Short exercise:
Write out the Tesseract OCR notebook from "Extract text from" up to and including "text = images2text(images)", replacing "document_texts" with "case_texts".

Passage shown:
══════════

# OCR with Google Tesseract
Reading legal PDFs with OCR

## Import libraries
Install dependencies

In [1]:
#!pip install pytesseract pdf2image

Import libraries

In [13]:
import requests
from pdf2image import convert_from_bytes
import pytesseract
import pandas as pd

## Data
Get caselaw data containing pdf URLs

In [3]:
data_path = "./data/caselaw_data.csv"
df = pd.read_csv(data_path)

A method for reading the PDF from URL

In [4]:
def get_pdf(url: str) -> bytes:
    """Fetches PDF based on URL."""
    response = requests.get(url)
    response.raise_for_status()
    
    return response.content

## Perform OCR
A method for converting PDF to images

In [5]:
def pdf2image(pdf_path: str, dpi=150) -> list: return convert_from_bytes(pdf_path, dpi)

A method for converting images into text

In [6]:
def images2text(images: list, verbose=False) -> str:
    """Converts images into text with Google's Tesseract."""
    pages_text = []
    for page_number, img in enumerate(images, start=1):
        text = pytesseract.image_to_string(img)
        pages_text.append(text)
        if verbose: print(f"Processed page {page_number}")

    return "\n".join(pages_text)

Extract text from PDFs

In [7]:
document_texts = []
for idx, pdf_url in enumerate(df["pdf_url"], start=1):
    pdf = get_pdf(pdf_url)
    images = pdf2image(pdf)
    text = images2text(images)
    document_texts.append(text)
    print(f"({idx}/{len(df)}) Processed pdf: {pdf_url}")

(1/50) Processed pdf: https://static.case.law/ala/295.pdf
(2/50) Processed pdf: https://static.case.law/alaska/17.pdf
(3/50) Processed pdf: https://static.case.law/ariz/242.pdf
(4/50) Processed pdf: https://static.case.law/ark/375.pdf
(5/50) Processed pdf: https://static.case.law/cal/220.pdf
(6/50) Processed pdf: https://static.case.law/colo/200.pdf
(7/50) Processed pdf: https://static.case.law/conn/303.pdf
(8/50) Processed pdf: https://static.case.law/del/59.pdf
(9/50) Processed pdf: https://static.case.law/fla/160.pdf
(10/50) Processed pdf: https://static.case.law/ga/302.pdf
(11/50) Processed pdf: https://static.case.law/haw/140.pdf
(12/50) Processed pdf: https://static.case.law/idaho/162.pdf
(13/50) Processed pdf: https://static.case.law/ill/415.pdf
(14/50) Processed pdf: https://static.case.law/ind/275.pdf
(15/50) Processed pdf: https://static.case.law/iowa/261.pdf
(16/50) Processed pdf: https://static.case.law/kan/304.pdf
(17/50) Processed pdf: https://static.case.law/ky/314.pdf
(

Store the text into dataframe

In [8]:
df["text"] = document_texts

Save the dataframe locally

In [9]:
data_path = "./data/caselaw_data_text.csv"

══════════

Material:
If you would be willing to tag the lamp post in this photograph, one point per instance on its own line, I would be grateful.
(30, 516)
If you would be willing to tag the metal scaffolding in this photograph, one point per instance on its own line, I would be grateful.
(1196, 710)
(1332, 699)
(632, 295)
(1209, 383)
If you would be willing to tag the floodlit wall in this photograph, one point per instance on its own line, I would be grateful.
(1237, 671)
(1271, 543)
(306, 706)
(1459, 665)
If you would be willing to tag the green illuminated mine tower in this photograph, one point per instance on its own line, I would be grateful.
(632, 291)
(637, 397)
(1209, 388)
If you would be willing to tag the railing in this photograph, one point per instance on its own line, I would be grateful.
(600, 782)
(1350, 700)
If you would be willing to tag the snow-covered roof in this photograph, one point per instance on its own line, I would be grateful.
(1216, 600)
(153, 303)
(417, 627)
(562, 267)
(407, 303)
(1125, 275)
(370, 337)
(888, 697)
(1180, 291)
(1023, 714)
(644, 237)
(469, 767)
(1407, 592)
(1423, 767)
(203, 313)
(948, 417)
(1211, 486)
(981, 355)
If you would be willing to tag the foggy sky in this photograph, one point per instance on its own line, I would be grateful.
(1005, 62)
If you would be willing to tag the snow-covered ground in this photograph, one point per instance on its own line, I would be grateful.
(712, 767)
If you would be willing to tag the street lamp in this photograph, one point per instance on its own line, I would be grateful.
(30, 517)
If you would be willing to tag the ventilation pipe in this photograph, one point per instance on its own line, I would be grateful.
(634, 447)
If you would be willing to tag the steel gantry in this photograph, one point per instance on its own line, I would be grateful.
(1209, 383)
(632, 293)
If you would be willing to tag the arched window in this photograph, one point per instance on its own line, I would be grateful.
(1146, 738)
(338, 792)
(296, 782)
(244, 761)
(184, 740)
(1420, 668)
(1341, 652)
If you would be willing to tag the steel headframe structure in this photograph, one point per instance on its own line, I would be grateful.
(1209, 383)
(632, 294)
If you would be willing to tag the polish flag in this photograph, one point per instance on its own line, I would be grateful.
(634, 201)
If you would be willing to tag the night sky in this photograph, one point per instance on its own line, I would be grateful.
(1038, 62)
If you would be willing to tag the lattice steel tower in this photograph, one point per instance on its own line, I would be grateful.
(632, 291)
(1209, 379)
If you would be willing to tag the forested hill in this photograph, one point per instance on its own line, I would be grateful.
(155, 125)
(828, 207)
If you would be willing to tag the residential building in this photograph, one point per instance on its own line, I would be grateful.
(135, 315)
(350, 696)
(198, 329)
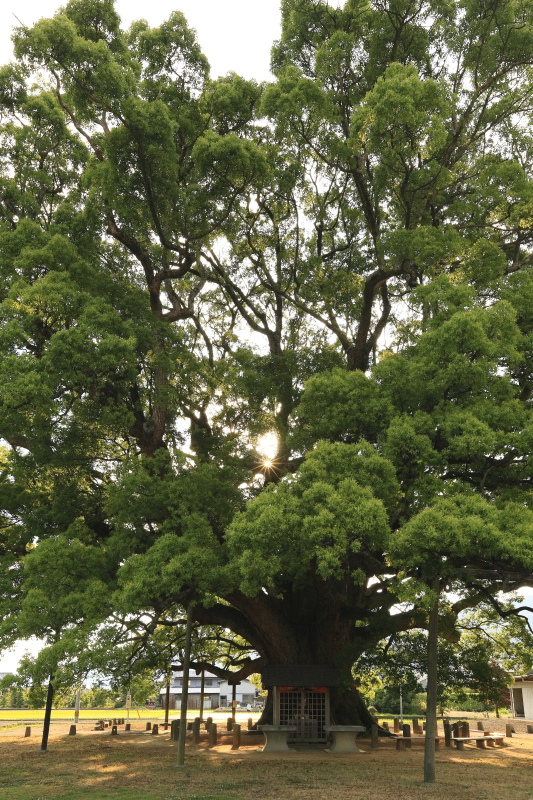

══════════

Result of this task:
Extract text from PDFs

In [7]:
case_texts = []
for idx, pdf_url in enumerate(df["pdf_url"], start=1):
    pdf = get_pdf(pdf_url)
    images = pdf2image(pdf)
    text = images2text(images)